> PROBLEM TO WORK ON:
Please pick out every line below that contains the word "white", and copy each of those lines.

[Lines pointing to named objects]
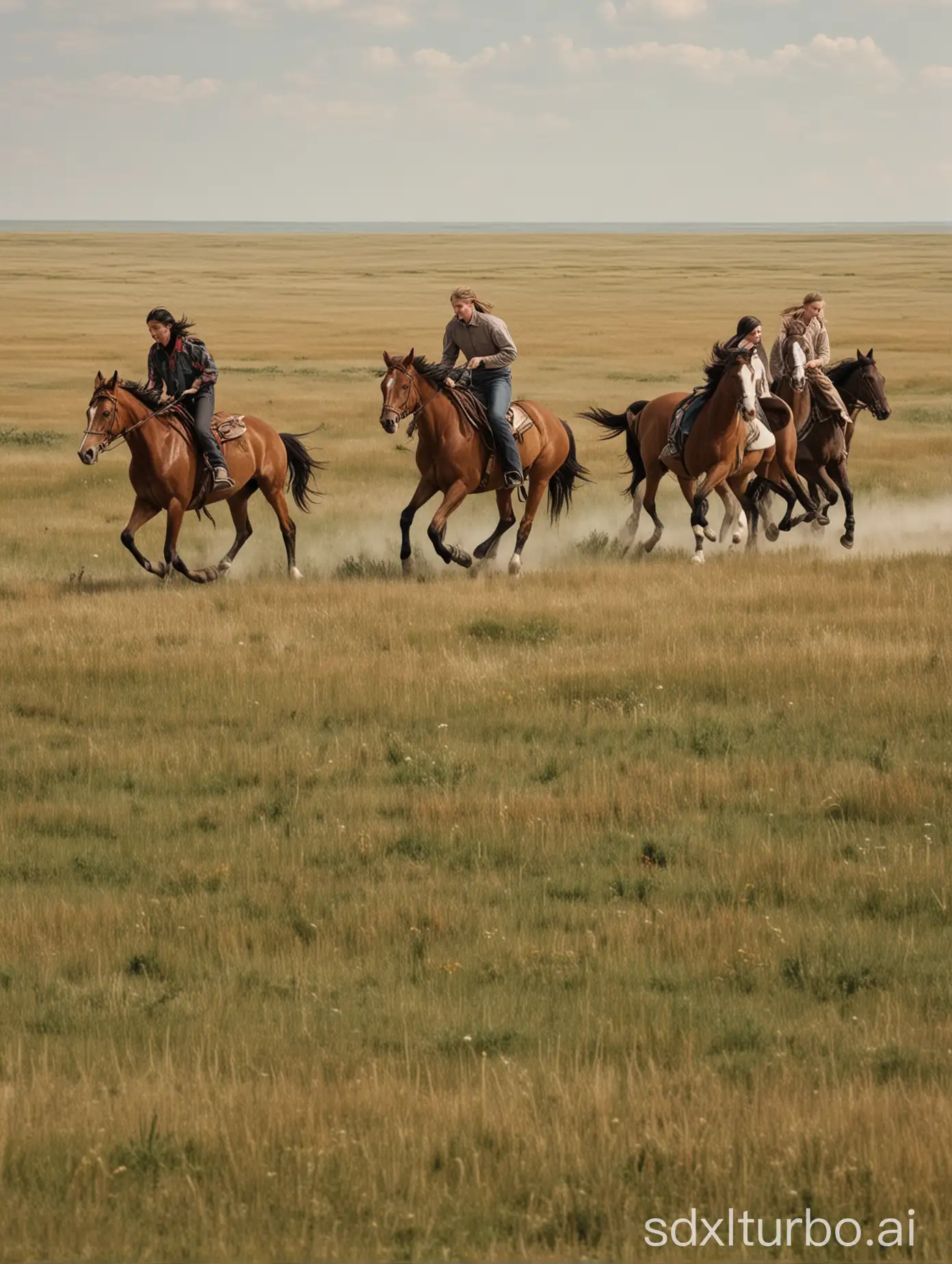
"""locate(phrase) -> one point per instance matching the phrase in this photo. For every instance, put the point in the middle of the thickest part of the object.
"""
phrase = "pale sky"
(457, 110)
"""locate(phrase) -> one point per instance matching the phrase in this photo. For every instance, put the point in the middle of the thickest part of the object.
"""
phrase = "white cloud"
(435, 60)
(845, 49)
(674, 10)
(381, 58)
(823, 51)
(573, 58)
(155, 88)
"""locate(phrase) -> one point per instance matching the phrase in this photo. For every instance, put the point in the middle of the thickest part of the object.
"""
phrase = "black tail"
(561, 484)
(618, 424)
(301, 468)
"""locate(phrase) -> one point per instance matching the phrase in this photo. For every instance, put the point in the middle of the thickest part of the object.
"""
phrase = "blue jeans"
--
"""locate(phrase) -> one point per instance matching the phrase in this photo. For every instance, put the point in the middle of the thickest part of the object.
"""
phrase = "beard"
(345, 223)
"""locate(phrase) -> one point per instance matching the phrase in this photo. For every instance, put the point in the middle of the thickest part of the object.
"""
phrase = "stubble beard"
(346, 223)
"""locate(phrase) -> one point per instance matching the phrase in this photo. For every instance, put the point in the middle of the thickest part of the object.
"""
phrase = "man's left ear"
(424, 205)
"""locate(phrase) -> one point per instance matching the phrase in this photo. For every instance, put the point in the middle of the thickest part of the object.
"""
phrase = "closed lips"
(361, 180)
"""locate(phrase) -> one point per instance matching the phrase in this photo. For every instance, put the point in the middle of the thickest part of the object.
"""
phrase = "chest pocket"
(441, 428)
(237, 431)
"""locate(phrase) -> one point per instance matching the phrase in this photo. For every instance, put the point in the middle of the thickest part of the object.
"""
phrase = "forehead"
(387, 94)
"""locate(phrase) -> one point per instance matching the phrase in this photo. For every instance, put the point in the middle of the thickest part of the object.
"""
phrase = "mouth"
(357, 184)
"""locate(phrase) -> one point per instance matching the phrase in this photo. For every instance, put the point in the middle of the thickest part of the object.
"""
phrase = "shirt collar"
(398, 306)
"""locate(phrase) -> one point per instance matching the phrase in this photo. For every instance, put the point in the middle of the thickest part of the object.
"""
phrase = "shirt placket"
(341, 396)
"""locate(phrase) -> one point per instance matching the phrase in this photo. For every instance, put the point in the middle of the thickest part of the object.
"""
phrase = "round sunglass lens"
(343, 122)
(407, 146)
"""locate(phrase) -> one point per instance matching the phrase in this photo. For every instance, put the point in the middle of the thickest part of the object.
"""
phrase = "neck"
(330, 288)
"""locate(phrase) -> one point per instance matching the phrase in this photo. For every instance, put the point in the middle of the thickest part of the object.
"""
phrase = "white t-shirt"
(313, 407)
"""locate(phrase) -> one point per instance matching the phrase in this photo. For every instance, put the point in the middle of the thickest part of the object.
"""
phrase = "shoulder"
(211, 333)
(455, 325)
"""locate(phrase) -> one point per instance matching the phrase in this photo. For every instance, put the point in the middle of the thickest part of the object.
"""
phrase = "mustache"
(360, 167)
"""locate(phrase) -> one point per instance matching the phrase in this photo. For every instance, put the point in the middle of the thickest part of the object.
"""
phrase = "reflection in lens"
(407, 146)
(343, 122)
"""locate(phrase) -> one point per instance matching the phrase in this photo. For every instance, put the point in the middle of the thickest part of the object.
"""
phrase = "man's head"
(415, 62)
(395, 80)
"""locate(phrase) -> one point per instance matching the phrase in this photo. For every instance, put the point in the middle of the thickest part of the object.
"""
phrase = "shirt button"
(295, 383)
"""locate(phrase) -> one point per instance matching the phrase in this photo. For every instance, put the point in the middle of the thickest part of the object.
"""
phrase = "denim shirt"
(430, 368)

> TASK ANSWER:
phrase = "white cloud"
phrase = "white t-shirt"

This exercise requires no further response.